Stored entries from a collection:
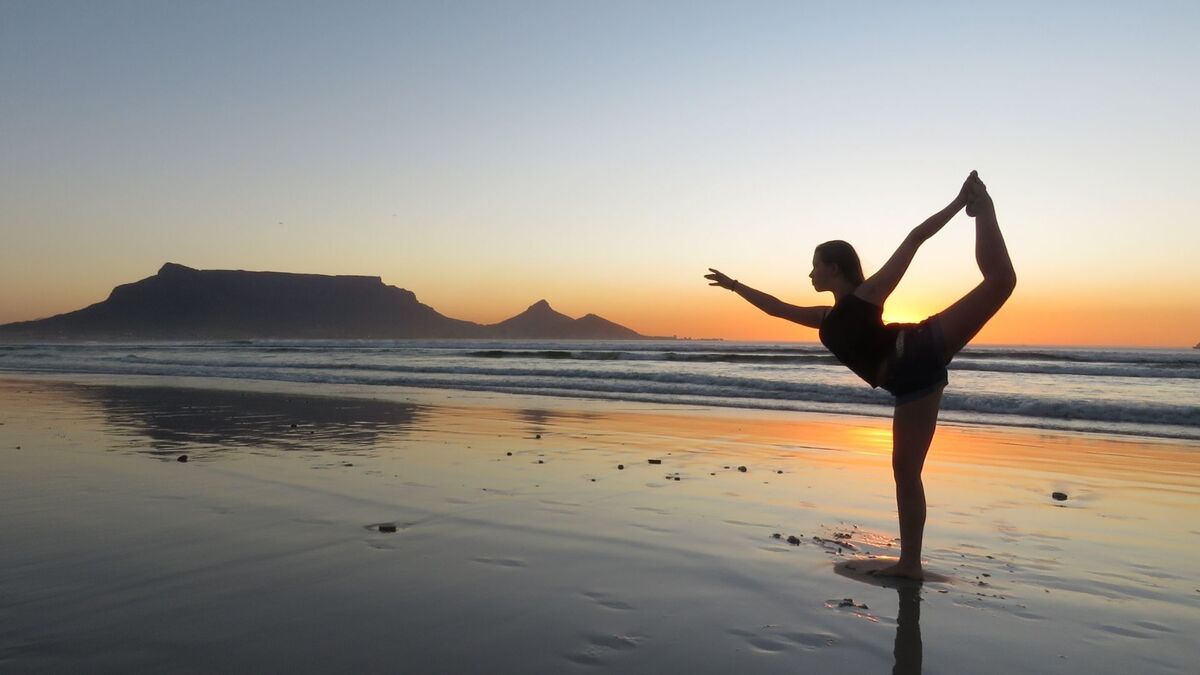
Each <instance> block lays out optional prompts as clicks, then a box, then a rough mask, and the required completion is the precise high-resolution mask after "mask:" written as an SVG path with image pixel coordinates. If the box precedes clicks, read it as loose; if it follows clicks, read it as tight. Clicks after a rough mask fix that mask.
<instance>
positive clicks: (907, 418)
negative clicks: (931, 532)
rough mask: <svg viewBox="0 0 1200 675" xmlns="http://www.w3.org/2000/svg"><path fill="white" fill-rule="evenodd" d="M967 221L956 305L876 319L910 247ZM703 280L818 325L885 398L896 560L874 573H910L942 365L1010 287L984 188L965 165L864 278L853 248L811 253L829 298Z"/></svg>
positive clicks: (987, 190) (956, 348)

Work instructions: Return every line of the entries above verbatim, omitting the pictures.

Solution to this task:
Each <instance> block lays out optional prompts as clicks, then a box, then a rough mask, and the required completion is the precise high-resolution mask after "mask:" written as an SVG path with image pixel coordinates. If the box precedes clicks, read it as loose; if it follows clicks, read it as tight. Clicks after a rough mask fix that mask.
<instance>
positive clicks: (907, 418)
negative clicks: (931, 532)
rough mask: <svg viewBox="0 0 1200 675" xmlns="http://www.w3.org/2000/svg"><path fill="white" fill-rule="evenodd" d="M967 221L956 305L876 319L910 247ZM703 280L818 325L885 398L896 560L874 573H910L942 365L1010 287L984 188L965 165L864 278L853 248L811 253L829 298Z"/></svg>
positive clicks: (987, 190) (956, 348)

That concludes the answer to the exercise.